_Reading passage_.
>>>

You are viewing a plain text version of this content. The canonical link for it is here.
Posted to common-commits@hadoop.apache.org by om...@apache.org on 2022/11/18 16:52:21 UTC
[hadoop] branch branch-3.3.5 updated: HADOOP-18324. Interrupting RPC Client calls can lead to thread exhaustion. (#4527)
This is an automated email from the ASF dual-hosted git repository.
omalley pushed a commit to branch branch-3.3.5
in repository https://gitbox.apache.org/repos/asf/hadoop.git
The following commit(s) were added to refs/heads/branch-3.3.5 by this push:
new bc4d7b47747 HADOOP-18324. Interrupting RPC Client calls can lead to thread exhaustion. (#4527)
bc4d7b47747 is described below
commit bc4d7b47747f58d8b0973c18a148be74df3e6c9a
Author: Owen O'Malley <oo...@linkedin.com>
AuthorDate: Fri Nov 18 16:24:45 2022 +0000
HADOOP-18324. Interrupting RPC Client calls can lead to thread exhaustion. (#4527)
* Exactly 1 sending thread per an RPC connection.
* If the calling thread is interrupted before the socket write, it will be skipped instead of sending it anyways.
* If the calling thread is interrupted during the socket write, the write will finish.
* RPC requests will be written to the socket in the order received.
* Sending thread is only started by the receiving thread.
* The sending thread periodically checks the shouldCloseConnection flag.
---
.../main/java/org/apache/hadoop/ipc/Client.java | 186 +++++++-------------
.../test/java/org/apache/hadoop/ipc/TestIPC.java | 5 -
.../test/java/org/apache/hadoop/ipc/TestRPC.java | 195 +++++++++++++++++++++
3 files changed, 255 insertions(+), 131 deletions(-)
diff --git a/hadoop-common-project/hadoop-common/src/main/java/org/apache/hadoop/ipc/Client.java b/hadoop-common-project/hadoop-common/src/main/java/org/apache/hadoop/ipc/Client.java
index 2e51c63389b..16f799bddcf 100644
--- a/hadoop-common-project/hadoop-common/src/main/java/org/apache/hadoop/ipc/Client.java
+++ b/hadoop-common-project/hadoop-common/src/main/java/org/apache/hadoop/ipc/Client.java
@@ -18,10 +18,10 @@
package org.apache.hadoop.ipc;
+import org.apache.commons.lang3.tuple.Pair;
import org.apache.hadoop.security.AccessControlException;
import org.apache.hadoop.thirdparty.com.google.common.annotations.VisibleForTesting;
import org.apache.hadoop.thirdparty.com.google.common.base.Preconditions;
-import org.apache.hadoop.thirdparty.com.google.common.util.concurrent.ThreadFactoryBuilder;
import org.apache.hadoop.classification.InterfaceAudience;
import org.apache.hadoop.classification.InterfaceAudience.Public;
import org.apache.hadoop.classification.InterfaceStability;
@@ -165,73 +165,6 @@ public class Client implements AutoCloseable {
private final int maxAsyncCalls;
private final AtomicInteger asyncCallCounter = new AtomicInteger(0);
- /**
- * Executor on which IPC calls' parameters are sent.

<<<

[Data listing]

>>>

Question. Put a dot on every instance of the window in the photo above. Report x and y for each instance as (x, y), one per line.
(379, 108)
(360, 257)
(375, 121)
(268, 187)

<<<

_What to do_.
A: Rewrite the HADOOP-18324 commit email starting at "omalley pushed a" and ending at "an RPC connection.", substituting "starvation" for "exhaustion".
B: Write the next part of the HADOOP-18324 commit email, picking up after its last line.

_Responses to the exercise_.
A:
omalley pushed a commit to branch branch-3.3.5
in repository https://gitbox.apache.org/repos/asf/hadoop.git
The following commit(s) were added to refs/heads/branch-3.3.5 by this push:
new bc4d7b47747 HADOOP-18324. Interrupting RPC Client calls can lead to thread starvation. (#4527)
bc4d7b47747 is described below
commit bc4d7b47747f58d8b0973c18a148be74df3e6c9a
Author: Owen O'Malley <oo...@linkedin.com>
AuthorDate: Fri Nov 18 16:24:45 2022 +0000
HADOOP-18324. Interrupting RPC Client calls can lead to thread starvation. (#4527)
* Exactly 1 sending thread per an RPC connection.

B:
- * Deferring the sending of parameters to a separate
- * thread isolates them from thread interruptions in the
- * calling code.
- */
- private final ExecutorService sendParamsExecutor;
- private final static ClientExecutorServiceFactory clientExcecutorFactory =
- new ClientExecutorServiceFactory();
-
- private static class ClientExecutorServiceFactory {
- private int executorRefCount = 0;
- private ExecutorService clientExecutor = null;
-
- /**
- * Get Executor on which IPC calls' parameters are sent.
- * If the internal reference counter is zero, this method
- * creates the instance of Executor. If not, this method
- * just returns the reference of clientExecutor.
- *
- * @return An ExecutorService instance
- */
- synchronized ExecutorService refAndGetInstance() {
- if (executorRefCount == 0) {
- clientExecutor = Executors.newCachedThreadPool(
- new ThreadFactoryBuilder()
- .setDaemon(true)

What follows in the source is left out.